> [TASK DETAILS]: Reproduce the passage from the Harvester agents wiki page between "# class name" and "key is optional.", inclusive.

··· EXCERPT PROVIDED

Agents and Plugins descriptions - PanDAWMS/panda-harvester GitHub Wiki

Agents

CredManager

The agent to maintain credentials like grid proxy and access key. It can manage multiple credentials. It is possible to specify a multi-line data to each parameter in the credmanager section in panda_harvester.cfg. Each line corresponds to one credential. For example, with

# module name
moduleName =
 pandaharvester.harvestercredmanager.grid_cred_manager
 pandaharvester.harvestercredmanager.no_voms_cred_manager
 pandaharvester.harvestercredmanager.no_voms_cred_manager

# class name
className =
 GridCredManager
 NoVomsCredManager
 NoVomsCredManager

CredManager maintains three credentials; one credential with the GridCredManager plugin and two credentials with the NoVomsCredManager plugin.


Cacher

The agent to cache data. It is possible to specify a multi-line parameter in the data parameter in the cacher section in panda_harvester.cfg. Each line is composed of the main key, the sub key and URI which are concatenated with |, where sub key is optional.

······
··· INFORMATION GIVEN

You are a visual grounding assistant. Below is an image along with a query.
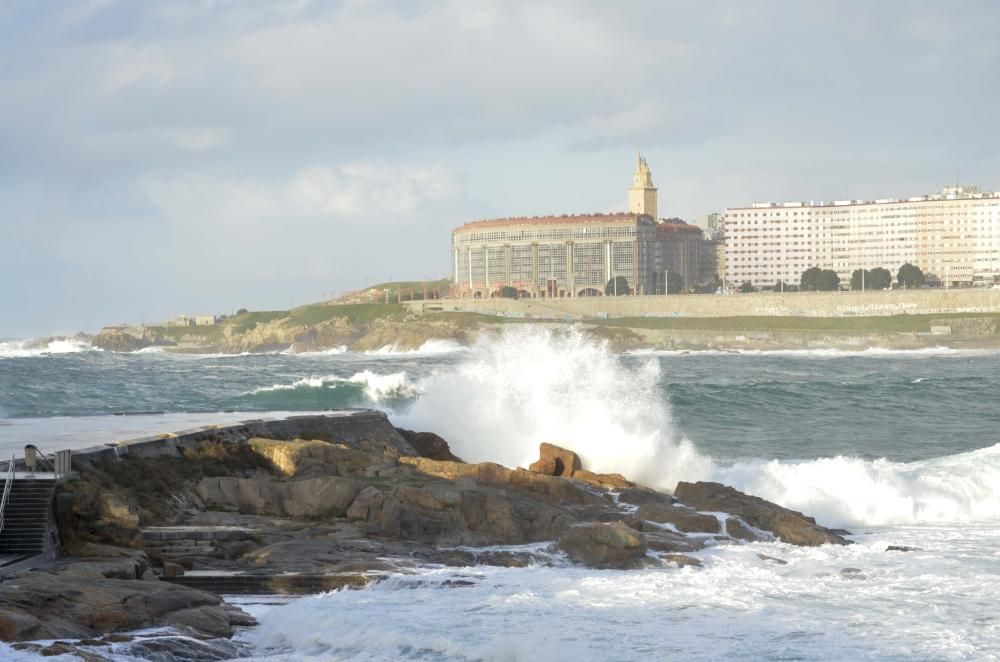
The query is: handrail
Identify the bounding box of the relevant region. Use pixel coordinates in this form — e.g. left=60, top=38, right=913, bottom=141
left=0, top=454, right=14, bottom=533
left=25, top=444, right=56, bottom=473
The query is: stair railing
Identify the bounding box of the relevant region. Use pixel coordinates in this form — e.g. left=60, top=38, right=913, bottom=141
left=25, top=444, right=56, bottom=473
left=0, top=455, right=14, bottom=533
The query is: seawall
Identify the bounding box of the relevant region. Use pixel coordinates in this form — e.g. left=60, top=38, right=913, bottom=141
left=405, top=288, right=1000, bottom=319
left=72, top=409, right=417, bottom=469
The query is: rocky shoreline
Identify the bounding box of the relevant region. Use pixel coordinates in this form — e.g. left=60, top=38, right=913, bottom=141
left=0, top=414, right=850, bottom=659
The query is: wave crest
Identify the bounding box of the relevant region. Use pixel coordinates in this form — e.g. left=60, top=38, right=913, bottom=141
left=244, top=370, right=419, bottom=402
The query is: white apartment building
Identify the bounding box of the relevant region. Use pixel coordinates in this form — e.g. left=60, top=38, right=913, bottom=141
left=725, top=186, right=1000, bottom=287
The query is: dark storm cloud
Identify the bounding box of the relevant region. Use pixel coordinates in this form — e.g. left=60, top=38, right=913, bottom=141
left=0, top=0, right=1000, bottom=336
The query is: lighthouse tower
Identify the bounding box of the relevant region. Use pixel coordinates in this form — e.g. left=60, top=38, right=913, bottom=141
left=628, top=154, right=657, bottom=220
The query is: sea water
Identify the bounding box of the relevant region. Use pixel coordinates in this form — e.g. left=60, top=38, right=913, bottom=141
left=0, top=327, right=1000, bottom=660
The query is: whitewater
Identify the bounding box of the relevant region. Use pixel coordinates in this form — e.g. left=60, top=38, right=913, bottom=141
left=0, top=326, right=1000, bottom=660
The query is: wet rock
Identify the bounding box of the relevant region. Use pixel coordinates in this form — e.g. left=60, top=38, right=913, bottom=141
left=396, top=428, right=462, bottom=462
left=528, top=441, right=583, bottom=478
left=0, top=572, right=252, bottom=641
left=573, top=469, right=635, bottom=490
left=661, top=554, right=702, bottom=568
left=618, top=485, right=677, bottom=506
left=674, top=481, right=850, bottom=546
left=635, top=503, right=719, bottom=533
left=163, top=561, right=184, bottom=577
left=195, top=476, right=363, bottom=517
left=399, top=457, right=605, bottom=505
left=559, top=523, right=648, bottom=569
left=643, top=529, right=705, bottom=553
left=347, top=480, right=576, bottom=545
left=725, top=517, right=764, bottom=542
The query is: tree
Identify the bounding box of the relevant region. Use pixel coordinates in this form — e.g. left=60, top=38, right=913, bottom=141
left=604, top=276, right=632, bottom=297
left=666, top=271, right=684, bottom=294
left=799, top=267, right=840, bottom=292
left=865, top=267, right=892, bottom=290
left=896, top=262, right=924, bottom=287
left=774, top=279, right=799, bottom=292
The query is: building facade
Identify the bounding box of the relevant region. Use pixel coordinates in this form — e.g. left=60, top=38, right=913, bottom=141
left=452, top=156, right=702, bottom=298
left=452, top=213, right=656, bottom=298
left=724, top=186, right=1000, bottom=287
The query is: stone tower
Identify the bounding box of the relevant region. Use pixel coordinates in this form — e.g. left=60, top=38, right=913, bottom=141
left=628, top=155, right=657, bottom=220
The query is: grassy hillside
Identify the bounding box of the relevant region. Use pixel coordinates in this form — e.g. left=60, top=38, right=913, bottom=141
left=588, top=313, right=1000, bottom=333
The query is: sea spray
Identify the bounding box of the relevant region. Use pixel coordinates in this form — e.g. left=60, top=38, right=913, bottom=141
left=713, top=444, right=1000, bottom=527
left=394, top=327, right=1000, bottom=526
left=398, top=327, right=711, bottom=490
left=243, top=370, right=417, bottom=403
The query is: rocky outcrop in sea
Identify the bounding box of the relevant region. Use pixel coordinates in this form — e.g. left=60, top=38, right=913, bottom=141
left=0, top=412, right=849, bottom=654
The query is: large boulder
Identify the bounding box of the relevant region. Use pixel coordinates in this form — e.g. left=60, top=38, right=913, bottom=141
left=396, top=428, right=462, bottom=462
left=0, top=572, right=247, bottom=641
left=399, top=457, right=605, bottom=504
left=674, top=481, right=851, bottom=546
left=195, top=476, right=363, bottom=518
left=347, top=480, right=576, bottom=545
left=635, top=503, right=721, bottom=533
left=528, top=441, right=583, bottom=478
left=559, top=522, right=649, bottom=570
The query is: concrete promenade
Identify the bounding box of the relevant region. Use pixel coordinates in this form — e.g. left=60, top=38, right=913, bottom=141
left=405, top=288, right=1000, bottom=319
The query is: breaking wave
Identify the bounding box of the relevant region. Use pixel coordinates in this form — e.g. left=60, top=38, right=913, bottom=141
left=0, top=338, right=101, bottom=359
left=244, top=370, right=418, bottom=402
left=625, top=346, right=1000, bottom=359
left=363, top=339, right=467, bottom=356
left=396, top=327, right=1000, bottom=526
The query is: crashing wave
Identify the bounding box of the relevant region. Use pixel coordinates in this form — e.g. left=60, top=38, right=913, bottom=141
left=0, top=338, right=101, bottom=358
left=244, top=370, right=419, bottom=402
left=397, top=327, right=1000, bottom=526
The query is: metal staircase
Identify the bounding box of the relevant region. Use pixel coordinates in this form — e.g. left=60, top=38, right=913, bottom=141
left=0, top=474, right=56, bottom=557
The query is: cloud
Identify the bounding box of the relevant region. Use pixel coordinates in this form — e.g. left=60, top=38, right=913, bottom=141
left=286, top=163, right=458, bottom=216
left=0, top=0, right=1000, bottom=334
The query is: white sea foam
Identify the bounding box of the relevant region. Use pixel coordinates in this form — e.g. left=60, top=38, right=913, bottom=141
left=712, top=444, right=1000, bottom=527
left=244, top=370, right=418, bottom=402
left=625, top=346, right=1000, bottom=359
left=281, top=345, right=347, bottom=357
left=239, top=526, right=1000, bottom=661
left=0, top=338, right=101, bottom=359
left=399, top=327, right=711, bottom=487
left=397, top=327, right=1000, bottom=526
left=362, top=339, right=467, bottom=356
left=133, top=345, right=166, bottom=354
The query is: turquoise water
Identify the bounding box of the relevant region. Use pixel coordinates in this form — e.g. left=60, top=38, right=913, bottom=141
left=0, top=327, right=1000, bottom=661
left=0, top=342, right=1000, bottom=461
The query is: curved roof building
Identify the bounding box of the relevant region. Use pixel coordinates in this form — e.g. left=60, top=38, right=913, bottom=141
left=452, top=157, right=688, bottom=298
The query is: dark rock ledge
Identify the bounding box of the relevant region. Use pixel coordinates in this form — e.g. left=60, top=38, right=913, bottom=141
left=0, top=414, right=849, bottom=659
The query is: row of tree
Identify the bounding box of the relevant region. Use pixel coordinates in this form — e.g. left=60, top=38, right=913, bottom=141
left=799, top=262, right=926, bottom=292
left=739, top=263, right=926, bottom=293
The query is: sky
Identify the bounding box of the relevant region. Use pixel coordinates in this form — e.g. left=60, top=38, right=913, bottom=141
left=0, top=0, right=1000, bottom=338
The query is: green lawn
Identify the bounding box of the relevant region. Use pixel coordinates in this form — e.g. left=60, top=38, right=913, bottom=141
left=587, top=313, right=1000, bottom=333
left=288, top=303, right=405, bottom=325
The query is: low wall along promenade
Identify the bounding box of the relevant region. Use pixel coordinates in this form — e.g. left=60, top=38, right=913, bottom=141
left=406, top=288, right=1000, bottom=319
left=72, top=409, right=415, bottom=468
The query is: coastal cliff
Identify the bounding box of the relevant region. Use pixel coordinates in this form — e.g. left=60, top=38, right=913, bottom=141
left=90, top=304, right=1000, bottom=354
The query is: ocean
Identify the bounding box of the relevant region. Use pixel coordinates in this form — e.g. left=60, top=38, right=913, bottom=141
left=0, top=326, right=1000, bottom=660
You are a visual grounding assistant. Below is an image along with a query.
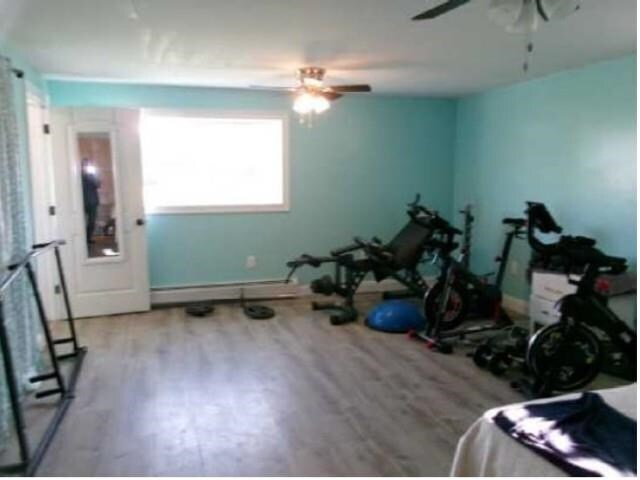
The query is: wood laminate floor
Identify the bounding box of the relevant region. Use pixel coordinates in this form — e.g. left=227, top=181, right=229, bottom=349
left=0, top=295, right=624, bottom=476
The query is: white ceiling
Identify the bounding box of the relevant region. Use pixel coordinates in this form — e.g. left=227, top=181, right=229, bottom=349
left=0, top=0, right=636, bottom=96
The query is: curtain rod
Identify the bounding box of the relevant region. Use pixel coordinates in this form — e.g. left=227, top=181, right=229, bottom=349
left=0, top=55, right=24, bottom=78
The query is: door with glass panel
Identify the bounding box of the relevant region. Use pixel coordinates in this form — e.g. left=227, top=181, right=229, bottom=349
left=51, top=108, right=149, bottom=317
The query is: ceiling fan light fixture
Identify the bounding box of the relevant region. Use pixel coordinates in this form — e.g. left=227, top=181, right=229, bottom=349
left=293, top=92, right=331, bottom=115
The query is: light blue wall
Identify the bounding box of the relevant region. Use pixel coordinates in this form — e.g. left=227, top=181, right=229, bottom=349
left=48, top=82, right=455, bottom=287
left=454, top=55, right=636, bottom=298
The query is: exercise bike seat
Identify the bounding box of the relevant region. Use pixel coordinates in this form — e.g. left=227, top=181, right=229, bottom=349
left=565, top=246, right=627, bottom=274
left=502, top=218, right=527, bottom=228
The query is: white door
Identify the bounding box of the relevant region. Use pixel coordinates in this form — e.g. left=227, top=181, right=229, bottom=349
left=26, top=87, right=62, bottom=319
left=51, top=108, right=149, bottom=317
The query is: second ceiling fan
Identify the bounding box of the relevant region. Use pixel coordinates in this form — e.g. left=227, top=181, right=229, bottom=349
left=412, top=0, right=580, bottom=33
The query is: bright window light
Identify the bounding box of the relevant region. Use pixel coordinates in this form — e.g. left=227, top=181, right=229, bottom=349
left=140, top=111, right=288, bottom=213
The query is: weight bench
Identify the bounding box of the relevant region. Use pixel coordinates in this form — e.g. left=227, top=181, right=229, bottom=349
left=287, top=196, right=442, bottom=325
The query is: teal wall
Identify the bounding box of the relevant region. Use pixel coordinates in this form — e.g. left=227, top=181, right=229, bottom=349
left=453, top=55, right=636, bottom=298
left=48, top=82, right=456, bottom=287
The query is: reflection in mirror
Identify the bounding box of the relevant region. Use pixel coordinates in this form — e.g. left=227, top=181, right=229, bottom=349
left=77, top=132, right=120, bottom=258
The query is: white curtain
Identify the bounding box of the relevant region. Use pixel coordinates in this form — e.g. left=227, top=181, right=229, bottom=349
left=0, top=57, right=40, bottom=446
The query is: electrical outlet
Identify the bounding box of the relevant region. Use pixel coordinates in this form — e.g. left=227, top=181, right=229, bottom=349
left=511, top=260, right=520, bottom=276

······

> [SOLUTION TO THE PROBLEM]:
# class name
className =
 GridCredManager
 NoVomsCredManager
 NoVomsCredManager

CredManager maintains three credentials; one credential with the GridCredManager plugin and two credentials with the NoVomsCredManager plugin.


Cacher

The agent to cache data. It is possible to specify a multi-line parameter in the data parameter in the cacher section in panda_harvester.cfg. Each line is composed of the main key, the sub key and URI which are concatenated with |, where sub key is optional.